## Prompt:
Reproduce word for word the lines of the records below, beginning with the line that contains "Give x and y for each instance of the bush, placing" and ending after the line that contains "<point>540,536</point>".
— Start Provided material —
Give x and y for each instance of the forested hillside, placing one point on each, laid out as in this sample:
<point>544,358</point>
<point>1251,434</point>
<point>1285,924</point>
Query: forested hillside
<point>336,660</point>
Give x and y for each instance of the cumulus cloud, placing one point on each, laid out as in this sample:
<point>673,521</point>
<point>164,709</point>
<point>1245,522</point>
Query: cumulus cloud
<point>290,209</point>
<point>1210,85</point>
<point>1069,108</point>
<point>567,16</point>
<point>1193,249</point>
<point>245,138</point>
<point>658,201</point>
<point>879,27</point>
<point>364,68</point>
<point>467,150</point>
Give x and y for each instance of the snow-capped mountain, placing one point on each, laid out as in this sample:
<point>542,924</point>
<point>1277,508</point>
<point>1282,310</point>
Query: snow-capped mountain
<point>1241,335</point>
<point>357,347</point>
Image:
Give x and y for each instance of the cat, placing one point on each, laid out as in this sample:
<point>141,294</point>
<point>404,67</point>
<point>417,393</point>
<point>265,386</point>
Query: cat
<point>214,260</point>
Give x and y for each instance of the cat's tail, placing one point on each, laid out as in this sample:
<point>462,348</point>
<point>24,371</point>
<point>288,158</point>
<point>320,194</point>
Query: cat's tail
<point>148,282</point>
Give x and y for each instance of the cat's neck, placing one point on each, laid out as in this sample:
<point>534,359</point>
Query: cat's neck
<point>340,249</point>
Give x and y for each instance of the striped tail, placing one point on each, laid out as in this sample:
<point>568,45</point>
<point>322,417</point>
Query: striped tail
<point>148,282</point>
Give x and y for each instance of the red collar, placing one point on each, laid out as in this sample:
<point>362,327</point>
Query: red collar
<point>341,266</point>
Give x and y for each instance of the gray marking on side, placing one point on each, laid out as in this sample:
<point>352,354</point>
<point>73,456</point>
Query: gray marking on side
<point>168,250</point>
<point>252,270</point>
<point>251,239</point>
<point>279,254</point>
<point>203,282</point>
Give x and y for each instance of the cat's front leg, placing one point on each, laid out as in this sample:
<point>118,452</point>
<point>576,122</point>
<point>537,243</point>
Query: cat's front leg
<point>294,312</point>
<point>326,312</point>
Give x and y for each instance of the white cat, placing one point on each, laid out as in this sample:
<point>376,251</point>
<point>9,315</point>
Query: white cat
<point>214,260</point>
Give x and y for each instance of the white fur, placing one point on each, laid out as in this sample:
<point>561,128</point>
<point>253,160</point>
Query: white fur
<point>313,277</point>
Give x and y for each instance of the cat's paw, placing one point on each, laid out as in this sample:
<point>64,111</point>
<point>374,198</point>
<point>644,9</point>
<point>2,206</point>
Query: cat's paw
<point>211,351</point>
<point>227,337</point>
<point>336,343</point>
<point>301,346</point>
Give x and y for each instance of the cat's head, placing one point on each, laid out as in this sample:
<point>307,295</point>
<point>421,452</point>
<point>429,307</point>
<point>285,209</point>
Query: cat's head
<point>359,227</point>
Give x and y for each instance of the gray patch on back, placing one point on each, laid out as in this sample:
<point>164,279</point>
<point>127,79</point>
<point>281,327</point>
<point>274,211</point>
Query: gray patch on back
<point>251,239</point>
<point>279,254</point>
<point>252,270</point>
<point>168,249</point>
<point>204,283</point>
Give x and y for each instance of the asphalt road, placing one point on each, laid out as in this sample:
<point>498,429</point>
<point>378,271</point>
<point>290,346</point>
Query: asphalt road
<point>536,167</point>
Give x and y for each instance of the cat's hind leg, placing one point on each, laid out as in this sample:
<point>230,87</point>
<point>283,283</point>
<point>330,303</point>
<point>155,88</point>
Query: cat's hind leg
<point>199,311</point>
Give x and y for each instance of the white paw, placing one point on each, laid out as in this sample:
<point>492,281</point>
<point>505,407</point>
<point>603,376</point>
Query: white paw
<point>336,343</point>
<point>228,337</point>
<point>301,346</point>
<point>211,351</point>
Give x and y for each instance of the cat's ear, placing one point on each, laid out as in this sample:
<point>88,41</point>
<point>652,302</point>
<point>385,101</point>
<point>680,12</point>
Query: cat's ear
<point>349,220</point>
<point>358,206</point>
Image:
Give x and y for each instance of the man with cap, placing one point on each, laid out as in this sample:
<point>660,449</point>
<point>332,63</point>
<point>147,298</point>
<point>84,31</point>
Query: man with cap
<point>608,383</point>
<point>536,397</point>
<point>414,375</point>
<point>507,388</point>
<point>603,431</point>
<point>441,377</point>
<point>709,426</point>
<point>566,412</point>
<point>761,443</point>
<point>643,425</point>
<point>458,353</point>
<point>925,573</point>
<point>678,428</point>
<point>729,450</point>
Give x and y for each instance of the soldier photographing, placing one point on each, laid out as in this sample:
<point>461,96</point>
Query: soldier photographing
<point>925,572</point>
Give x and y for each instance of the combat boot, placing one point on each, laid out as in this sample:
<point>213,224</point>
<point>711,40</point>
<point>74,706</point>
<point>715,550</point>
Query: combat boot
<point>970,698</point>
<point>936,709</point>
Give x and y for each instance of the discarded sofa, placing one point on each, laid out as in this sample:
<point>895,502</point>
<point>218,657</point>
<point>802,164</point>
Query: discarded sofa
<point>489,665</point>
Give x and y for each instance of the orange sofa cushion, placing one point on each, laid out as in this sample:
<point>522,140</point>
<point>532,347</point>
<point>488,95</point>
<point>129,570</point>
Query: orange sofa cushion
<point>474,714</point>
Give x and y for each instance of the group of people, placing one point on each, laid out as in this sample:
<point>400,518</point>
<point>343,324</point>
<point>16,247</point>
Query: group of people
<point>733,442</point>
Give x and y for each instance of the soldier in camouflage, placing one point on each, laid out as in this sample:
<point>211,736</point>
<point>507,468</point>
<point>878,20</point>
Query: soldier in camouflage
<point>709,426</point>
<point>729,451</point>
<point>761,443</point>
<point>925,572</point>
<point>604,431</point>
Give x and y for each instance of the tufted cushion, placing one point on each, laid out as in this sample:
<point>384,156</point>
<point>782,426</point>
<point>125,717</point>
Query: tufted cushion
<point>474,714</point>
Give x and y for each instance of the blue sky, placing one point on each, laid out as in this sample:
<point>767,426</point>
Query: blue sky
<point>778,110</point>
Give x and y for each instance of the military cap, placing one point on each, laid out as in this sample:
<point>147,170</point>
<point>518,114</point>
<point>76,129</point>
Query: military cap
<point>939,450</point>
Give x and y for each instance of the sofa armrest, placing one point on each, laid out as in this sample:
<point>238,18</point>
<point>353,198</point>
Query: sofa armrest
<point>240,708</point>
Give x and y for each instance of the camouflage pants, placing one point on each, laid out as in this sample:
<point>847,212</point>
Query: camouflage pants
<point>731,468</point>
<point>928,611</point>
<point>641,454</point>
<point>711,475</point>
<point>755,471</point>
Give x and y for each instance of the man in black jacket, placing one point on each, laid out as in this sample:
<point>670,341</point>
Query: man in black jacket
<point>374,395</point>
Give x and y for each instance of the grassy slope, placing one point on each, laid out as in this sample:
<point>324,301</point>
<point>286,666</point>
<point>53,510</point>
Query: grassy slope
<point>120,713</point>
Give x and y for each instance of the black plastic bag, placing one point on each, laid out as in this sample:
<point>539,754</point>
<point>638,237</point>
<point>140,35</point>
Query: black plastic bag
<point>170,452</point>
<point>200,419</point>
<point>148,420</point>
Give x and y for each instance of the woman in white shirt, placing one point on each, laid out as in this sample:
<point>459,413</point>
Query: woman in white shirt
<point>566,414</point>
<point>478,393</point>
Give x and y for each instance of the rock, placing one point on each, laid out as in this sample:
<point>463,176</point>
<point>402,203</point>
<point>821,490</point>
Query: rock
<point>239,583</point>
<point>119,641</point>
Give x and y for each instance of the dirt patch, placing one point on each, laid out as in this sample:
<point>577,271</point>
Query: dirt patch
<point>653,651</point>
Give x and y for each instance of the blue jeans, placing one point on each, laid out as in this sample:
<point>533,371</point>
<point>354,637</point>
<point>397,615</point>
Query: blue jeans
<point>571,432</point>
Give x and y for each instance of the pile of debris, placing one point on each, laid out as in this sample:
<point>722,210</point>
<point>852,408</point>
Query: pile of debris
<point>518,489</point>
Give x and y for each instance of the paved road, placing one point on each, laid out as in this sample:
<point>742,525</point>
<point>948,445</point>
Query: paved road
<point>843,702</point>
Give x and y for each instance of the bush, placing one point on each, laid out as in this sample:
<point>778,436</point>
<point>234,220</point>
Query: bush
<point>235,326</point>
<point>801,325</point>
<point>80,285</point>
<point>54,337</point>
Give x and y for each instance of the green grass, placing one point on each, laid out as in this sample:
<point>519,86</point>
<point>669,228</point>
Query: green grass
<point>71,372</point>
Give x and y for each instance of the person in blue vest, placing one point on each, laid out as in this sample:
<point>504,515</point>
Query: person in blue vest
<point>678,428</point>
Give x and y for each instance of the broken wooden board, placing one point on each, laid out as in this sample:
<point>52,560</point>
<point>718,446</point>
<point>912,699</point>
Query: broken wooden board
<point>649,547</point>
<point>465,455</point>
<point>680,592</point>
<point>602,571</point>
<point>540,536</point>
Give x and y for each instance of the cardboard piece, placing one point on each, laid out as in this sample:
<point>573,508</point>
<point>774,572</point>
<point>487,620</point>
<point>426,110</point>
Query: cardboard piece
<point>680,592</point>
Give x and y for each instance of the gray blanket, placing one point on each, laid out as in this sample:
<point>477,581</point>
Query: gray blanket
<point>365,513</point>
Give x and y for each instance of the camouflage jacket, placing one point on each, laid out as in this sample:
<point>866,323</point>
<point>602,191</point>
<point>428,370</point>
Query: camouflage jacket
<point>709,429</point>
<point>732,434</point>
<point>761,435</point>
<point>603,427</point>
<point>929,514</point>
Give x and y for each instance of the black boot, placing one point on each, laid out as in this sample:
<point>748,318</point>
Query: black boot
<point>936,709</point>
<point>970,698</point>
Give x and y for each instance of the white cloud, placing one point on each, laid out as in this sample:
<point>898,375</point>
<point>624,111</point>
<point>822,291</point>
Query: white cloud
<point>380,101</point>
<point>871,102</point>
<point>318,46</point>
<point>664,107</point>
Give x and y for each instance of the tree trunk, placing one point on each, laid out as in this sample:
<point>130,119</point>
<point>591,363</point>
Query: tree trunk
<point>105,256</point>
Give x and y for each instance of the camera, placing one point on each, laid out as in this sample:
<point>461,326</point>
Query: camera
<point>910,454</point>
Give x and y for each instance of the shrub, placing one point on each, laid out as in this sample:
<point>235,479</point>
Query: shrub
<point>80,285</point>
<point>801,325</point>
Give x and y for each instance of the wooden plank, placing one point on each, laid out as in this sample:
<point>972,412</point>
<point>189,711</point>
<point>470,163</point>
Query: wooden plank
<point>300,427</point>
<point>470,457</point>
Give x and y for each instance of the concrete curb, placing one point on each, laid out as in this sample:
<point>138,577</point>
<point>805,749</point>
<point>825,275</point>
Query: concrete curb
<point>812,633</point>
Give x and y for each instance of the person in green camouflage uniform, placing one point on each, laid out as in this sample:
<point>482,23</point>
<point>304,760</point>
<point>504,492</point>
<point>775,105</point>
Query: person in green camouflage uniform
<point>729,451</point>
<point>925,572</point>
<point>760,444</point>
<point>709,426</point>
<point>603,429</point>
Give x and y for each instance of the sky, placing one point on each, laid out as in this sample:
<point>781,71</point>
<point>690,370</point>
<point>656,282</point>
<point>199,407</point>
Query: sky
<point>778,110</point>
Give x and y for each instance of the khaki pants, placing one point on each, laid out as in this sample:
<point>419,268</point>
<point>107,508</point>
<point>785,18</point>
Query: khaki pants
— End Provided material —
## Response:
Give x and y for each instance of the bush, placing one point on each, laid out as in this sample:
<point>778,436</point>
<point>234,220</point>
Query: bush
<point>235,326</point>
<point>801,325</point>
<point>80,285</point>
<point>54,337</point>
Give x and y for each instance of the green grass, placing one point on each, laid out as in this sample:
<point>519,86</point>
<point>669,228</point>
Query: green grass
<point>71,372</point>
Give x and y for each instance of the person in blue vest, placing one point on each, laid out as in this sample:
<point>504,515</point>
Query: person in blue vest
<point>678,428</point>
Give x and y for each instance of the broken wooden board, placing one point on each, laid out as in this sample:
<point>52,560</point>
<point>718,446</point>
<point>912,699</point>
Query: broken wooden board
<point>649,547</point>
<point>465,455</point>
<point>680,592</point>
<point>602,571</point>
<point>540,536</point>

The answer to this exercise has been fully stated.